(Records from a data source)
◆ ◆ ◆ ◆

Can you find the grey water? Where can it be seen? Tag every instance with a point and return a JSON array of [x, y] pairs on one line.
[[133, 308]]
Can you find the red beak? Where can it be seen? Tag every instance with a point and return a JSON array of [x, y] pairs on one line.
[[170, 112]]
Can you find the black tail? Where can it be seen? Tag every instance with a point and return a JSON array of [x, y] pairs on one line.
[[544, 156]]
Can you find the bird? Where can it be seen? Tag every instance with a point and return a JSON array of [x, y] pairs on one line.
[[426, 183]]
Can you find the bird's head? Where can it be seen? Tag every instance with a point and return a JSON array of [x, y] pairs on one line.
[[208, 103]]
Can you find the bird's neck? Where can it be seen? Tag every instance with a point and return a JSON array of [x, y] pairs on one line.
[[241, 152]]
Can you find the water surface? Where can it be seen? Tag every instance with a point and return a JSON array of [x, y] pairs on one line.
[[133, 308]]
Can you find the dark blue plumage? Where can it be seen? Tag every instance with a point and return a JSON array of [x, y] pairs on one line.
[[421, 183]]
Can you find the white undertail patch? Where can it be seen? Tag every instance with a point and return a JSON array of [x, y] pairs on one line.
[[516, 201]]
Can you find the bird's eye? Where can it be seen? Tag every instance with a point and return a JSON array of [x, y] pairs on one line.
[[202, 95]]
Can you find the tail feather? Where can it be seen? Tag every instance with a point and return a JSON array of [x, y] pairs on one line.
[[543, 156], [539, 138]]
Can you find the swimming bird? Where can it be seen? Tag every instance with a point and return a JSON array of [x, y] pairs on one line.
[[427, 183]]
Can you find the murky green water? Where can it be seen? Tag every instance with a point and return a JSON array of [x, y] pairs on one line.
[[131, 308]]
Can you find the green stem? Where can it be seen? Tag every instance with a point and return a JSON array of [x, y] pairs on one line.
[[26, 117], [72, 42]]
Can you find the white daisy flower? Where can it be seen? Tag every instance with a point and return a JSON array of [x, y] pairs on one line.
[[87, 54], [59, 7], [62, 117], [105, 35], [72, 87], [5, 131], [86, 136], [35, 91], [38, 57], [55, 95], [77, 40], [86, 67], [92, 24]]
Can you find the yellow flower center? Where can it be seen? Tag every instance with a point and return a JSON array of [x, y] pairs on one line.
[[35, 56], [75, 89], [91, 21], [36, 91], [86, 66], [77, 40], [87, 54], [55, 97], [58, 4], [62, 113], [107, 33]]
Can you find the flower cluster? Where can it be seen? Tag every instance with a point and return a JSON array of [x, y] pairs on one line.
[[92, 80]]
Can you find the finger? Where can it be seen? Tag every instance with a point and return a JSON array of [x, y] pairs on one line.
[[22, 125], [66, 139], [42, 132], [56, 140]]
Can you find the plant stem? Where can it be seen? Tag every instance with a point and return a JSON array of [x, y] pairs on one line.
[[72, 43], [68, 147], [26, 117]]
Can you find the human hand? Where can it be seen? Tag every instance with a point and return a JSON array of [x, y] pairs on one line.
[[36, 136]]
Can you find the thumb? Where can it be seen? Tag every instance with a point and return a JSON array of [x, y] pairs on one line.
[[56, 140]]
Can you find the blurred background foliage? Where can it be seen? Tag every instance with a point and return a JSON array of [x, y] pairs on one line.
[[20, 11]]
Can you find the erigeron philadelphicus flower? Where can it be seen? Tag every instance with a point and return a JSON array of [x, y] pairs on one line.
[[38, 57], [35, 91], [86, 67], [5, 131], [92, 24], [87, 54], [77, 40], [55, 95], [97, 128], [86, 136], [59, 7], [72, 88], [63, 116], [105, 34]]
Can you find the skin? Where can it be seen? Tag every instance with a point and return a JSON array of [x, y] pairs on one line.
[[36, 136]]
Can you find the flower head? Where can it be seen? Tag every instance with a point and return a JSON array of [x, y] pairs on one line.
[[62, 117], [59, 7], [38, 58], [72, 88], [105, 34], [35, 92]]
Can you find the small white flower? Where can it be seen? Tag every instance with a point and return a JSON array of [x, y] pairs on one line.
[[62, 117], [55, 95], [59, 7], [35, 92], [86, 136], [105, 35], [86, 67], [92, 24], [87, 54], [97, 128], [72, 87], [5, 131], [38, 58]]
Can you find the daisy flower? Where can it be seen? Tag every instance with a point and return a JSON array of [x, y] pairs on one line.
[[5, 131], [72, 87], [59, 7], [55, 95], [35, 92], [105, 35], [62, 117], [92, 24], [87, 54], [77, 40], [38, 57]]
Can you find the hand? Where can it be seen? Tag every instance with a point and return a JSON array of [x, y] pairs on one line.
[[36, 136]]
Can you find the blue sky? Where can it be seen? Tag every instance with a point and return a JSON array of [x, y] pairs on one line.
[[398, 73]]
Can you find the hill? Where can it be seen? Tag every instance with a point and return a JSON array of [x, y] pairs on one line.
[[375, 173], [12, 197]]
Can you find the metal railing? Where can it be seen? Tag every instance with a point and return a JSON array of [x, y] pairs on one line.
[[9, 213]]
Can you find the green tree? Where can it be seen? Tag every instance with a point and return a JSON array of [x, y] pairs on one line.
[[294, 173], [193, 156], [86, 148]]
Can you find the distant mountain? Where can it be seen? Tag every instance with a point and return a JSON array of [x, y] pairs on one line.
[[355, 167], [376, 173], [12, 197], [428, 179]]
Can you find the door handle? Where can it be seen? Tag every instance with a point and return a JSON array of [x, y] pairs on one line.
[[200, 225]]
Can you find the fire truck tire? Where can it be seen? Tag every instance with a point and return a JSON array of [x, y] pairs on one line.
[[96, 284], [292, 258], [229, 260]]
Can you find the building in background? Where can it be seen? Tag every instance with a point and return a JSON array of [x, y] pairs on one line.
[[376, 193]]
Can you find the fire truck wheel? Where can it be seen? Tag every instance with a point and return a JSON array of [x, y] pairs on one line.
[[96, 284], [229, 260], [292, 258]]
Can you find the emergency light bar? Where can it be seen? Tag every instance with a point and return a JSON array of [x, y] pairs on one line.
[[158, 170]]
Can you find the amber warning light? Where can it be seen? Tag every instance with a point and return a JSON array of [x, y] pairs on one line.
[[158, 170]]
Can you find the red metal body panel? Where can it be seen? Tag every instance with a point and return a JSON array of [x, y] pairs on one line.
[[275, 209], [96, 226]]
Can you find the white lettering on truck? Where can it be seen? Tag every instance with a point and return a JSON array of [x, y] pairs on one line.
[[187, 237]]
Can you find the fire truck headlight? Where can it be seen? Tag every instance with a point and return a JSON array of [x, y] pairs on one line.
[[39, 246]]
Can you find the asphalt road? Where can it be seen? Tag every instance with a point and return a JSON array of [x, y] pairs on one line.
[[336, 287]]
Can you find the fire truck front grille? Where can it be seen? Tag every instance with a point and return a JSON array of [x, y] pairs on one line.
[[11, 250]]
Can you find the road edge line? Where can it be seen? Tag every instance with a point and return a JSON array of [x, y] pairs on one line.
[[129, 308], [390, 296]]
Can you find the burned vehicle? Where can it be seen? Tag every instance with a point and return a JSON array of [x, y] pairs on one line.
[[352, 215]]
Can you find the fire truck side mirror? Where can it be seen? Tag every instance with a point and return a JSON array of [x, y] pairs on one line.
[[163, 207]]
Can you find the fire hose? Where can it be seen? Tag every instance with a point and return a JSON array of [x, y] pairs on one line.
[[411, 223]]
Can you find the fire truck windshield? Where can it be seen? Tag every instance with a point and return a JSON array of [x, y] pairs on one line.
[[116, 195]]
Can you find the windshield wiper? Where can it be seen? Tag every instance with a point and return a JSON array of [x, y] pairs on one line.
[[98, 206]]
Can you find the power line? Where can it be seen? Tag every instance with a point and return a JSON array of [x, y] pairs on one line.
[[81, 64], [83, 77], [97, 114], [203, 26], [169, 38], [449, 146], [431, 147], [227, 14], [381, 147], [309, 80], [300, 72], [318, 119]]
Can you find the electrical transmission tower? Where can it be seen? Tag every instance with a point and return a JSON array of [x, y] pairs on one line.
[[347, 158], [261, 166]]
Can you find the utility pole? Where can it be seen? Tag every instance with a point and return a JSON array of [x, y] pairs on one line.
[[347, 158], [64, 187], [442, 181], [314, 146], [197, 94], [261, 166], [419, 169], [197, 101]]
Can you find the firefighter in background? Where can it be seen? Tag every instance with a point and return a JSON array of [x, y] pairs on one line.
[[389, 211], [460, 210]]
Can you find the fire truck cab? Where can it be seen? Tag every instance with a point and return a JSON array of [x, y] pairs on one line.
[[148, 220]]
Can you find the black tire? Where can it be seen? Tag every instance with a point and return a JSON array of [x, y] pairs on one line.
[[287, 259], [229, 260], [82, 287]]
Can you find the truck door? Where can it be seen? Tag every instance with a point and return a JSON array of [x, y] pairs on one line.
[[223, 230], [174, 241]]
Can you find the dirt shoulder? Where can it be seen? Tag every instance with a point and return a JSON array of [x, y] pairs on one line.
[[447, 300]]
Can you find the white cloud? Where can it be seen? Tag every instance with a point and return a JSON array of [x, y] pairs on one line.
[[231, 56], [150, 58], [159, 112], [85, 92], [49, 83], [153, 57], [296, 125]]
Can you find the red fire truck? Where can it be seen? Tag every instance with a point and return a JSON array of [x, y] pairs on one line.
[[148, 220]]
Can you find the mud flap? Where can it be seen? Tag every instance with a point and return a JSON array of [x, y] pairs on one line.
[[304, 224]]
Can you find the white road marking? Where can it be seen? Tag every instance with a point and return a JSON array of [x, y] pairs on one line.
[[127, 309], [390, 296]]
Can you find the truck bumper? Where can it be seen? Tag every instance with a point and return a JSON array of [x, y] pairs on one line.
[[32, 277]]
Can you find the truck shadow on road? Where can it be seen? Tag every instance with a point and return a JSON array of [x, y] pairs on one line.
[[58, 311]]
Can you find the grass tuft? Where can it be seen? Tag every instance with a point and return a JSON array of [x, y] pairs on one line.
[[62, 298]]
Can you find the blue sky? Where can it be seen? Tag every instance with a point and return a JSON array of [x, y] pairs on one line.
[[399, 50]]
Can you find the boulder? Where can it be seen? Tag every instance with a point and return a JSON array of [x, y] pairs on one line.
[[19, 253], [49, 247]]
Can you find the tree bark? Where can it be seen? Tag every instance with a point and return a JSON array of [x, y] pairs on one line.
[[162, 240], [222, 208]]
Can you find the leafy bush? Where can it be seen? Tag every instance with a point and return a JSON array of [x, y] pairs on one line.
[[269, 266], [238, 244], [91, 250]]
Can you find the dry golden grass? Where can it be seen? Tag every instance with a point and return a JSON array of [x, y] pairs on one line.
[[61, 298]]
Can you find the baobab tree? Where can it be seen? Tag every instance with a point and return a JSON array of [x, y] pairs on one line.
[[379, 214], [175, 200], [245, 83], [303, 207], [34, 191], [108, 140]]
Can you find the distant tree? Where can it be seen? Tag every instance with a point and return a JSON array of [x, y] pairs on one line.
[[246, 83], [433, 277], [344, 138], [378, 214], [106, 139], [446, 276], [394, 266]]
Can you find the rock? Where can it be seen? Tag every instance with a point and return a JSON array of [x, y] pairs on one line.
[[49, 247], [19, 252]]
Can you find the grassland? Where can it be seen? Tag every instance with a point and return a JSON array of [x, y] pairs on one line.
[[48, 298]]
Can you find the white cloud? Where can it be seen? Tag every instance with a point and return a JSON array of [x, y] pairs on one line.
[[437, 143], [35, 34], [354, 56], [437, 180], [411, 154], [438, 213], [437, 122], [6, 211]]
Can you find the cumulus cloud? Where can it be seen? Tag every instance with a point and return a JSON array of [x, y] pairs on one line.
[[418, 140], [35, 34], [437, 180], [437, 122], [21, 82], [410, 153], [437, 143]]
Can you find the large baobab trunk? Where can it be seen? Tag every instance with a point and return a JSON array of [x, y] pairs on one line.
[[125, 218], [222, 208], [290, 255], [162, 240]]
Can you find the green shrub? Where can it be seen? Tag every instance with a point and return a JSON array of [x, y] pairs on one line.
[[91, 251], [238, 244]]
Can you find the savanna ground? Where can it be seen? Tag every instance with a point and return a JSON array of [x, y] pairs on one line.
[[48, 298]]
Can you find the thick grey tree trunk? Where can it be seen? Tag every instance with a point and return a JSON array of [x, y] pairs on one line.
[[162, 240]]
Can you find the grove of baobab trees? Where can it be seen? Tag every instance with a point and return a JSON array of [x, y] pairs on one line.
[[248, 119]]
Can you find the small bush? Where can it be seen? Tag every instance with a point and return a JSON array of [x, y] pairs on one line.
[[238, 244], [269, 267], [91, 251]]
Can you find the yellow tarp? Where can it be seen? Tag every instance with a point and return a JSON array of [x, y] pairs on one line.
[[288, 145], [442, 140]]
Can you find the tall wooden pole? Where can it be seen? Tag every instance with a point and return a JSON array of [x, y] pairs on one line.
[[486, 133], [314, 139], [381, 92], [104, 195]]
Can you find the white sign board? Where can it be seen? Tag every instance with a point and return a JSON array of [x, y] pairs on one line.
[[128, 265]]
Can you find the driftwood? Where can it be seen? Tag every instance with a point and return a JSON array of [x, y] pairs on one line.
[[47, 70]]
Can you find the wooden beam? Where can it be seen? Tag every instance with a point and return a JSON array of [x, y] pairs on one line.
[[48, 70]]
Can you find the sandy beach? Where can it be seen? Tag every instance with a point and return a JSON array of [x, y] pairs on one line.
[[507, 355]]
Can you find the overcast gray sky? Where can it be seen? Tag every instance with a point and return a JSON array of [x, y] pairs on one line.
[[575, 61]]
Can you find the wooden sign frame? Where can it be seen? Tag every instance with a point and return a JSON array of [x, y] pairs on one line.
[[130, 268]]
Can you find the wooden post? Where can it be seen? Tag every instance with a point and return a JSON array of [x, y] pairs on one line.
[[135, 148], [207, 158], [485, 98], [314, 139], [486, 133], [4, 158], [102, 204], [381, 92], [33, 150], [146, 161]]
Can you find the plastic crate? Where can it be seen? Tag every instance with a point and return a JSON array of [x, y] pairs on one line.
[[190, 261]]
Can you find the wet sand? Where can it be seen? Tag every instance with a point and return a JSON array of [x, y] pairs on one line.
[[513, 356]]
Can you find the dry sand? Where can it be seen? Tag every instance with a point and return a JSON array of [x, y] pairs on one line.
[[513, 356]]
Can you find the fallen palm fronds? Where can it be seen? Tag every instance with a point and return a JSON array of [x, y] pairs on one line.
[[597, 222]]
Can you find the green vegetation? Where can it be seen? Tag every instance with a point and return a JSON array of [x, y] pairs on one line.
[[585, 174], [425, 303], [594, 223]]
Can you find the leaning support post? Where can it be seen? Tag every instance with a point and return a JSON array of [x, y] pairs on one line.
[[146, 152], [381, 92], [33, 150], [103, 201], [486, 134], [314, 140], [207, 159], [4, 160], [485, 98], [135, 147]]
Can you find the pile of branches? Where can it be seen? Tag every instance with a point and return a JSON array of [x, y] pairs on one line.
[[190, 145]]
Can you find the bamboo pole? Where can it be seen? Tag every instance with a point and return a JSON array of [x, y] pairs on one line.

◆ ◆ ◆ ◆

> **Aim of the task**
Your answer is to contain exactly the lines from the one holding "Can you find the wooden post?" to the end of the entries, with no other line.

> **Worked solution**
Can you find the wooden post? Where can it be seen? Tag every instance with a point and return a JSON array of [x, y] pairs on one line.
[[135, 148], [207, 158], [485, 98], [314, 139], [486, 133], [4, 158], [102, 204], [381, 92], [33, 150], [146, 161]]
Can you find the plastic crate? Where can it be seen? Tag every instance with a point and return a JSON array of [x, y] pairs on one line.
[[190, 261]]
Can you find the wet sand? Where can it be seen? Tag every instance with a point and return a JSON array of [x, y] pairs on one line.
[[513, 356]]
Can you find the dry sand? Where can it be seen? Tag every instance with a point and return a JSON array of [x, y] pairs on one line.
[[513, 356]]
Can you find the fallen palm fronds? Where can it be seen? Tag every instance with a point and return a JSON array of [x, y] pairs on one line.
[[597, 222]]
Can you find the green vegetation? Where can it be seen? Tag every instance with a point and return a JSON array of [x, y] pairs on one line.
[[585, 174], [425, 303], [594, 223]]
Can you find the leaning support post? Where can it be seen? Tag every instance with a point and return a JSON array of [x, y] pairs on one line.
[[146, 152], [381, 92], [33, 150], [103, 201], [486, 134], [314, 140], [207, 159], [4, 160], [485, 98], [135, 147]]
Can you find the pile of branches? Where can it be seen? Tag every instance with a point and return a JSON array of [x, y] pairs on one line.
[[190, 145]]
Can you find the bamboo pole? Where can it be seen? Tag every instance with a point and return a JSON array of [x, y] pairs on one line.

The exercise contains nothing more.